**Task instructions**
**A)** List every measure that the EV battery recycling text says the EU proposal includes or sets, or that the EU aims to introduce.
**B)** Answer these questions from the EV battery recycling text:
(i) By what year does the collection rate target reach 70%?
(ii) About how much R&D funding have Horizon 2020 projects already received?
(iii) What solution is offered for vehicles exported at end of life or kept by consumers?
**C)** Repeat the portion of the EV battery recycling text that begins at the words "Finally, the EU" and stop after the words "the proposed targets.".
-- Start of Document --
Second, EV batteries at their end-of-life need to be available for recycling or repurposing. The EU proposal already includes a landfilling ban and a collection rate target, starting in 2023 and gradually increasing to 70% by 2030. Furthermore, the EU aims to introduce extended producer responsibility for end-of-life batteries. While these measures might lead to increasing collection rates of end-of-life EV batteries, problems might arise when vehicles are exported at the end of their life in the EU or when vehicles remain in consumer ownership at their end-of-life. One solution to these issues might be battery takeback programs linked to financial incentives. Additionally, while the extended producer responsibility includes the transport of waste EV batteries, the logistics of battery transport are currently subject to a host of regulations. Simplifying compliance with these regulations, while still containing environmental and safety hazards, might increase the share of EV batteries brought back.

 

Finally, the EU proposal sets recycling efficiency targets and mandates for the minimum recycled content in new EV batteries. These targets are also being supported by R&D funding, especially through Horizon 2020 projects that have already received around €500 million 47 . However, if commodity prices for battery minerals are too low, economic incentives to invest in recycling capacities and technology improvements might not emerge in time 48 . Hence, subsidies for battery recycling plants or public investments into waste treatment facilities could support the proposed targets.
-- End of Document --
-- Start of Provided material --
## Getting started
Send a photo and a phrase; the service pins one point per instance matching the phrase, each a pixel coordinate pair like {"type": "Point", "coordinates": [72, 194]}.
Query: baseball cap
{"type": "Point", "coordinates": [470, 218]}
-- End of Provided material --
**Answers below**
**A)**
- A landfilling ban
- A collection rate target
- Extended producer responsibility for end-of-life batteries
- Recycling efficiency targets
- Mandates for the minimum recycled content in new EV batteries

**B)**
(i) 2030
(ii) Around €500 million
(iii) Battery takeback programs linked to financial incentives

**C)**
Finally, the EU proposal sets recycling efficiency targets and mandates for the minimum recycled content in new EV batteries. These targets are also being supported by R&D funding, especially through Horizon 2020 projects that have already received around €500 million 47 . However, if commodity prices for battery minerals are too low, economic incentives to invest in recycling capacities and technology improvements might not emerge in time 48 . Hence, subsidies for battery recycling plants or public investments into waste treatment facilities could support the proposed targets.